[Image-grounded pointing data]
+===+

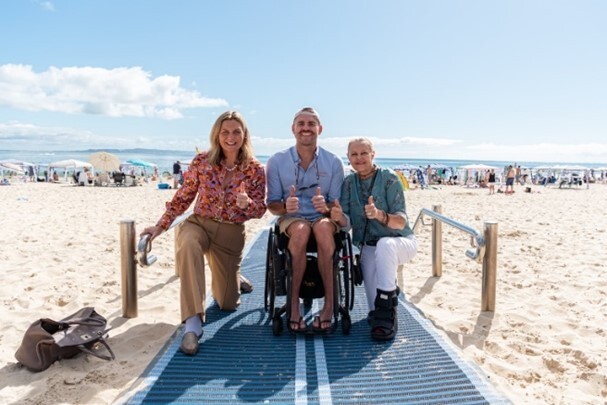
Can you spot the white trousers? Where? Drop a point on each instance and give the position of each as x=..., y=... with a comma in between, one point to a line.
x=379, y=264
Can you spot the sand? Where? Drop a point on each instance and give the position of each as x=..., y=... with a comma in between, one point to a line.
x=545, y=342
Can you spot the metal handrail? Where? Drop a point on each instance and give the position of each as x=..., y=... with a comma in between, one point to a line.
x=145, y=246
x=130, y=256
x=485, y=250
x=477, y=240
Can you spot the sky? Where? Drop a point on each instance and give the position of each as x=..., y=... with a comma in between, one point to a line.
x=519, y=80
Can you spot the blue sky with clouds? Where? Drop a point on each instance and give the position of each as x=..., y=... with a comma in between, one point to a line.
x=519, y=80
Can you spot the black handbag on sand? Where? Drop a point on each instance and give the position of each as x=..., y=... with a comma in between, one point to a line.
x=47, y=341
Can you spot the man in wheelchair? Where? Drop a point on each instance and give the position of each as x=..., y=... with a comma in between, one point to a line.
x=303, y=181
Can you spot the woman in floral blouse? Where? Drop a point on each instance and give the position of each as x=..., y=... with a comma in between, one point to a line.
x=228, y=184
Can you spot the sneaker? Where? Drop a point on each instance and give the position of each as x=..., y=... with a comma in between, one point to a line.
x=245, y=285
x=189, y=344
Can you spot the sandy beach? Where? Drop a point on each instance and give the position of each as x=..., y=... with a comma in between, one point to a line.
x=545, y=343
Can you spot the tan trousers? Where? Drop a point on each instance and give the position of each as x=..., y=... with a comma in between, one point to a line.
x=222, y=244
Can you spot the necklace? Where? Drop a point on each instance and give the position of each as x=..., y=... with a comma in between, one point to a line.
x=368, y=175
x=229, y=169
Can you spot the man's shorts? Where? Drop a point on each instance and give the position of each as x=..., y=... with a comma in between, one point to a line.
x=284, y=223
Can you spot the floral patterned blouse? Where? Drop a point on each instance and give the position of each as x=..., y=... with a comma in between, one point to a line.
x=214, y=198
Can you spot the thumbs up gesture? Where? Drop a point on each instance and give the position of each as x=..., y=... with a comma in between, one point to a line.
x=292, y=203
x=337, y=212
x=371, y=210
x=319, y=203
x=242, y=198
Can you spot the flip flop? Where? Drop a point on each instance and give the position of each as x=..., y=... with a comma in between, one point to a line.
x=297, y=324
x=317, y=325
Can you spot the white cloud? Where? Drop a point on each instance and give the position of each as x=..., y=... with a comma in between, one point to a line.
x=117, y=92
x=47, y=5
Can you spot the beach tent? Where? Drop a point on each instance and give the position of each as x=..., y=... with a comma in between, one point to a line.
x=562, y=175
x=471, y=174
x=70, y=165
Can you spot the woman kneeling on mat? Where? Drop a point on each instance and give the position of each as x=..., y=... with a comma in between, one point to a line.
x=374, y=200
x=229, y=186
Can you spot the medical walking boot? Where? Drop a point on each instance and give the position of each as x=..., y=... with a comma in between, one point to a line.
x=384, y=324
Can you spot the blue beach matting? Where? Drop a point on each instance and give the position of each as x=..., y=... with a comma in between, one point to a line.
x=241, y=361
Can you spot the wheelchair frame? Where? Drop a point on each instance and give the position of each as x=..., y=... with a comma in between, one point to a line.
x=279, y=275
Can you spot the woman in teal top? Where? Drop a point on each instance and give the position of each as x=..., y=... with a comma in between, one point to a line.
x=374, y=200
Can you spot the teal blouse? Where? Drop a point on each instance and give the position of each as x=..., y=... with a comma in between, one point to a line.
x=388, y=195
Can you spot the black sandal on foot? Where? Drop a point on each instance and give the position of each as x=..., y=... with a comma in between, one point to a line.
x=319, y=326
x=295, y=326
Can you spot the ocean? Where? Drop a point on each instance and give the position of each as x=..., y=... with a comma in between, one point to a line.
x=164, y=159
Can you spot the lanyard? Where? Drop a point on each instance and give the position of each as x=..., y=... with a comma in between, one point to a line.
x=360, y=196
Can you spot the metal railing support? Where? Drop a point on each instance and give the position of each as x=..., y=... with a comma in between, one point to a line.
x=437, y=244
x=489, y=267
x=484, y=249
x=129, y=268
x=130, y=256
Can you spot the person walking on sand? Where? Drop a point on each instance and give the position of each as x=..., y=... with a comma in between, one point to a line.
x=229, y=186
x=303, y=182
x=510, y=176
x=176, y=174
x=491, y=181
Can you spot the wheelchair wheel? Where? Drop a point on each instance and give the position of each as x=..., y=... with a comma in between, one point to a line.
x=277, y=325
x=270, y=291
x=346, y=324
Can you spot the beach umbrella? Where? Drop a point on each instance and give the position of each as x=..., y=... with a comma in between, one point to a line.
x=141, y=163
x=105, y=161
x=70, y=163
x=11, y=167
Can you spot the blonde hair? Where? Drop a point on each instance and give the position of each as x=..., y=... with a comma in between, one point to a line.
x=215, y=153
x=365, y=141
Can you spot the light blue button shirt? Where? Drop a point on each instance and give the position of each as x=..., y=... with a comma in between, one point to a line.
x=283, y=170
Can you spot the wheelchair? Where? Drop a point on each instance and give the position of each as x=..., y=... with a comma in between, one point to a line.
x=279, y=275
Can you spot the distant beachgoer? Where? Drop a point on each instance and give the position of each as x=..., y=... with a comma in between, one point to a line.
x=510, y=176
x=176, y=174
x=420, y=177
x=491, y=181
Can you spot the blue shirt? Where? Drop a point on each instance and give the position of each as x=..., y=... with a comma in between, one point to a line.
x=284, y=170
x=388, y=196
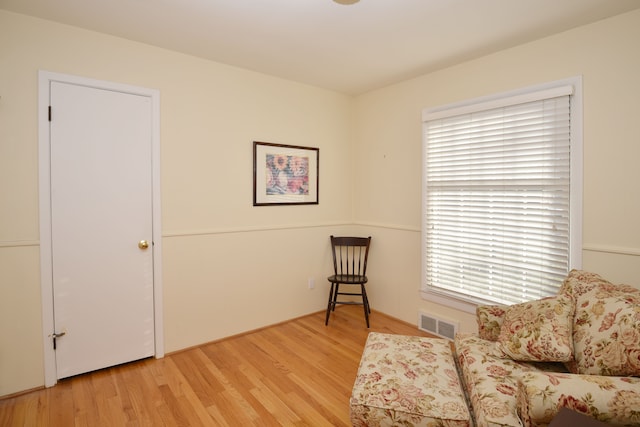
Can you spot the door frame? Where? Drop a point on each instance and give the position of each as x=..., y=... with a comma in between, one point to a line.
x=44, y=167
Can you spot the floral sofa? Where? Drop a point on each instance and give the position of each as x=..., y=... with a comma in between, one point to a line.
x=579, y=349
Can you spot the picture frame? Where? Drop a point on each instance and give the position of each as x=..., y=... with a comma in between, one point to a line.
x=285, y=174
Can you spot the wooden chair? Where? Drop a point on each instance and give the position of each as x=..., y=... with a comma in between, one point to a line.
x=350, y=256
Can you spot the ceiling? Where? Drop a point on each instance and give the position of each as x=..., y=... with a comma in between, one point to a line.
x=347, y=48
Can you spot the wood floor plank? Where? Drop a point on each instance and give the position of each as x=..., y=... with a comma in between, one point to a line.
x=298, y=373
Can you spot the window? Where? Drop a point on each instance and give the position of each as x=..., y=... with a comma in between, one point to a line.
x=502, y=195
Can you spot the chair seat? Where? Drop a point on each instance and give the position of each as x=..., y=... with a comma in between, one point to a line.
x=347, y=279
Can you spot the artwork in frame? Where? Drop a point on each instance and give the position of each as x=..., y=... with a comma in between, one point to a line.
x=285, y=174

+===+

Work instructions.
Nothing but the records above, exact and without pictures, should appear in the answer.

Written solution.
Can you spot the white trousers? Where? Drop a point on each instance and give the position of each as x=..., y=... with a comma in between, one point to a line.
x=379, y=264
Can you spot the sand? Where? Drop a point on each instance and give the position of each as x=..., y=... with a comma in between, one point to a line.
x=545, y=342
Can you spot the metal handrail? Where? Drop a point on each instance and give the position of each as x=..., y=... with a comma in between, one point to a line.
x=145, y=246
x=130, y=256
x=485, y=250
x=477, y=240
Can you spot the sky? Where? Drop a point on each instance and give the position of each as x=..., y=... with a comma in between, one point to a line.
x=519, y=80
Can you spot the blue sky with clouds? Where? Drop a point on each instance and give the position of each as x=..., y=... with a comma in between, one point to a line.
x=519, y=80
Can you spot the black handbag on sand? Where? Drop a point on each instance and give the position of each as x=..., y=... with a comma in between, one point to a line.
x=47, y=341
Can you spot the man in wheelchair? Where? Drop a point on each instance and give the position of each as x=..., y=... with a comma in between, one point to a line.
x=303, y=181
Can you spot the woman in floral blouse? Where? Drop a point on each instance and give the position of each as x=..., y=... with a comma in between, one point to a line.
x=228, y=184
Can you spot the sneaker? Where? Drop a point on each instance and give the position of each as x=..., y=... with a comma in between, one point to a line.
x=245, y=285
x=189, y=344
Can you spot the sandy beach? Where? Drop a point on each instance and give the position of each as x=..., y=... with a comma in between, one point to a line.
x=545, y=343
Can you spot the tan trousers? Where? Drop a point on each instance and give the position of each as x=..., y=... with a comma in between, one point to a line.
x=222, y=244
Can you spot the necklace? Where? Drop a point on each instance and give the position of each as x=..., y=... with a comma in between, one point to a line.
x=368, y=175
x=229, y=169
Can you spot the man's shorts? Where? Drop a point on each instance and give the position of each as x=..., y=... with a comma in between, one point to a line.
x=284, y=223
Can you spot the floral patterned blouse? Where? Drop a point on each instance and give the position of each as x=..., y=... with a comma in between, one point to a line.
x=214, y=198
Can you spot the thumbs up gesture? Where? Drop a point on each instance and give the position of each as x=..., y=... with a comma in between, one point to a line.
x=292, y=203
x=337, y=212
x=371, y=210
x=319, y=203
x=242, y=198
Can you spot the flip flop? Where? Drop a point on each instance and give the position of each as x=..., y=... with a comma in between, one point to a line.
x=297, y=324
x=317, y=325
Can you spot the white cloud? Where? Drop a point on each instance and give the position of each as x=..., y=... with a comma in between, one point to a line.
x=117, y=92
x=47, y=5
Can you spot the beach tent? Where? Drop a point on each instance and give the position of each as x=..., y=... with a comma in between, one point to a line.
x=562, y=175
x=471, y=174
x=70, y=165
Can you spot the woman kneeling on mat? Where? Drop a point on each instance and give the position of each as x=..., y=... with a comma in between, one point to a line.
x=374, y=200
x=229, y=186
Can you spot the medical walking boot? Where? Drop a point on each instance and give the position of each as x=..., y=... with a comma in between, one point to a line.
x=384, y=324
Can you spot the blue beach matting? Where? Drop a point on each instance and give the position of each as x=..., y=... with a comma in between, one point to a line.
x=241, y=361
Can you spot the wheelchair frame? Where? Drop a point on each instance and give the position of each as x=..., y=... with a comma in between, one point to a line.
x=279, y=275
Can you spot the woman in teal top? Where? Drop a point on each instance and give the position of each as x=..., y=... with a comma in between, one point to a line.
x=374, y=200
Can you spot the teal blouse? Where? Drop a point on each instance and give the position of each as x=..., y=... with a comma in between, one point to a line.
x=388, y=195
Can you spot the black sandal on foot? Where? Drop a point on each instance and give the position of each as x=..., y=... with a comma in between, one point to a line.
x=319, y=326
x=295, y=326
Can you spot the ocean? Where? Drop a point on each instance and give the position of each as x=..., y=... with a comma in between, one point to a line.
x=164, y=159
Can you spot the lanyard? Where? Drop a point on each instance and give the position of each as x=..., y=... with a comma in between, one point to a line.
x=360, y=196
Can you spot the metal railing support? Where? Drop a point on each instance and give the position of each as x=..., y=... with a comma in between, one point to a line.
x=437, y=244
x=489, y=267
x=484, y=249
x=129, y=268
x=130, y=256
Can you spot the person walking on sand? Where? Drop a point on each instance and give the position of each as x=..., y=... with a comma in between, one point to a line.
x=229, y=186
x=303, y=182
x=510, y=176
x=176, y=174
x=491, y=181
Can you spot the wheelchair wheel? Where? Drop a point on each instance and give the position of each as x=..., y=... with a comma in between, one point to a line.
x=277, y=325
x=270, y=291
x=346, y=324
Can you spot the beach umbrella? Where? Drop a point on each instance and give the position of each as x=..., y=... with a comma in between, one point to a line.
x=141, y=163
x=105, y=161
x=70, y=163
x=11, y=167
Can you spot the blonde hair? Where? Drop a point on each instance and give the position of each as x=..., y=... with a comma in between, one point to a line.
x=215, y=153
x=365, y=141
Can you spot the light blue button shirt? Where? Drop a point on each instance and give the position of each as x=..., y=... with a comma in between, one point to a line.
x=283, y=170
Can you spot the wheelchair? Where? Drop a point on each instance and give the position of each as x=..., y=... with a comma in between, one point to a line.
x=279, y=275
Can you spot the distant beachgoer? Where? Drop a point on each instance and give the position of each as x=..., y=... with a comma in between, one point to a line.
x=510, y=176
x=176, y=174
x=420, y=177
x=491, y=181
Can you spot the blue shirt? Where? Drop a point on each instance and give the position of each as x=..., y=... with a comma in between, one point to a line.
x=284, y=170
x=388, y=196
Can you spot the door frame? Where? Drop a point on each instance and give the position of each as x=..., y=... with a comma in between, one point to a line.
x=44, y=167
Can you spot the floral sofa? Where? Drop a point on each instance and give the position of each as x=..., y=... with a comma in between, one point to a line.
x=579, y=349
Can you spot the picture frame? Where? Drop a point on each instance and give the position of each as x=..., y=... with a comma in between, one point to a line.
x=285, y=174
Can you spot the wooden chair? Where? Drop a point on each instance and give the position of each as x=..., y=... with a comma in between, one point to a line.
x=350, y=256
Can you spot the ceiling? Where? Drop a point on each instance and give the position of each as x=..., y=... with a comma in between, one point to a line.
x=347, y=48
Can you spot the wood floor plank? Where? Drop a point on each instance and give the position of each as x=..., y=... with a comma in between, one point to a line.
x=298, y=373
Can you spot the window? Where? Drop a point on each instance and give the position of each as x=..., y=... with a comma in between, one point to a line.
x=502, y=195
Can you spot the chair seat? Where? Drop a point on each instance and give the position of each as x=..., y=... with a comma in between, one point to a line.
x=347, y=279
Can you spot the artwork in frame? Where? Drop a point on each instance and give the position of each as x=..., y=... with a comma in between, one point to a line.
x=285, y=174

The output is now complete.